Kutipan Dokumen »
Jelaskan perlawanan rakyat Maluku terhadap VOC

KOMPAS.com - VOC (Verenigde Oost-Indesche Compagnie) atau Persekutuan Perusahaan Hindia Timur adalah kongsi dagang bentukan Belanda yang didirikan pada 20 Maret 1602.

Organisasi ini memperoleh hak-hak istimewa dari parlemen Belanda, seperti hak monopoli dan hak kedaulatan sebagai suatu negara merdeka.

Setelah mendapatkan hak tersebut, VOC berhasil melakukan intervensi dalam pemerintahan dan sedikit demi sedikit menguasai Indonesia.

Tindakan VOC yang sewenang-wenang kemudian menimbulkan perlawanan dari rakyat indonesia di berbagai daerah.

Berikut ini beberapa perlawanan rakyat Indonesia di berbagai daerah dalam mengusir VOC.

Perlawanan rakyat Maluku

Perlawanan rakyat Maluku terhadap VOC dipimpin oleh Kakiali dan Talukabesi pada 1635-1646.

Meski perlawanan tersebut dapat dipadamkan oleh VOC dengan cepat, hal itu tetap menunjukkan bahwa bangsa Indonesia tidak tinggal diam dijajah.

Kemudian pada 1650, Saidi mempimpin perlawanan rakyat Maluku.

Perlawanan terhadap VOC juga terjadi di Tidore, dengan dipimpin oleh Sultan Nuku.

Baca juga: Kebijakan-Kebijakan VOC di Bidang Politik

Perlawanan rakyat Makassar

Perlawanan rakyat Makasar terhadap VOC dipimpin oleh Sultan Hasanuddin dari Kerajaan Gowa.

Saat terjadi perselisihan antara Arung Palaka dari Kerajaan Bone dengan raja Gowa, VOC langsung memanfaatkan kesempatan itu.

Daftar Tugas »
- a) Tulis ulang bagian artikel tentang VOC, semuanya dari "Organisasi ini memperoleh" sampai "sedikit menguasai Indonesia.", dengan menukar "parlemen Belanda" menjadi "pemerintah Belanda".
- b) Dalam artikel tentang VOC, siapa pemimpin perlawanan rakyat Maluku terhadap VOC pada 1635-1646?

Beberapa item »
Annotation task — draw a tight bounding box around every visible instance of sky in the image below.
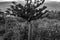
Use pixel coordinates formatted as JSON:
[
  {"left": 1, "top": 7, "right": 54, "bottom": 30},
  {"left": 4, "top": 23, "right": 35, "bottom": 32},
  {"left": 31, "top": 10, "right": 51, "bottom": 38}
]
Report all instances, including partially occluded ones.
[{"left": 0, "top": 0, "right": 60, "bottom": 2}]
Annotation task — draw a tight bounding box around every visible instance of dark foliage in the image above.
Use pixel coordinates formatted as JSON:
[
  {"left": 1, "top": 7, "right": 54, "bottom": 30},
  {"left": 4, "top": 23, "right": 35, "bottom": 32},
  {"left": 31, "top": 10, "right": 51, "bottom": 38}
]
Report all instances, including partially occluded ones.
[
  {"left": 0, "top": 29, "right": 6, "bottom": 36},
  {"left": 5, "top": 0, "right": 48, "bottom": 22}
]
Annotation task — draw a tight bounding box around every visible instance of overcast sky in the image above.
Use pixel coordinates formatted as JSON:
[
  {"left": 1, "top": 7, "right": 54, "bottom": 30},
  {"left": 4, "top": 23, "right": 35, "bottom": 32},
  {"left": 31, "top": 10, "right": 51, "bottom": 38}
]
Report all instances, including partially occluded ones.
[{"left": 0, "top": 0, "right": 60, "bottom": 2}]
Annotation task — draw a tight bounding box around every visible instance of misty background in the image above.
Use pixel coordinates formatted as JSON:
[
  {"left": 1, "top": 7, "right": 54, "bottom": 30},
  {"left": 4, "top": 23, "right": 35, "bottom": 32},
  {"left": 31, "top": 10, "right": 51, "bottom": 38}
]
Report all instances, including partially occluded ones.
[{"left": 0, "top": 1, "right": 60, "bottom": 11}]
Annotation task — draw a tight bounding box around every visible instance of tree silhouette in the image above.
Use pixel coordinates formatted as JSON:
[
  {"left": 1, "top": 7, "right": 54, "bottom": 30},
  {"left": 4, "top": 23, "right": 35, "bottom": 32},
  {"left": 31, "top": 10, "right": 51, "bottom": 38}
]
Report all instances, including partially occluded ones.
[{"left": 7, "top": 0, "right": 48, "bottom": 40}]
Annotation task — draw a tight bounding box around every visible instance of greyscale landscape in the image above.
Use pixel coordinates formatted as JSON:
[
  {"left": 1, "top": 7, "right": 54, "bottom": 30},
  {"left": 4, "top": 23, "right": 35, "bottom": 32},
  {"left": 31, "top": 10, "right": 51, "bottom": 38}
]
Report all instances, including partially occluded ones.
[{"left": 0, "top": 0, "right": 60, "bottom": 40}]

Keluaran yang Diharapkan »
- a)
Organisasi ini memperoleh hak-hak istimewa dari pemerintah Belanda, seperti hak monopoli dan hak kedaulatan sebagai suatu negara merdeka.

Setelah mendapatkan hak tersebut, VOC berhasil melakukan intervensi dalam pemerintahan dan sedikit demi sedikit menguasai Indonesia.

- b) Kakiali dan Talukabesi.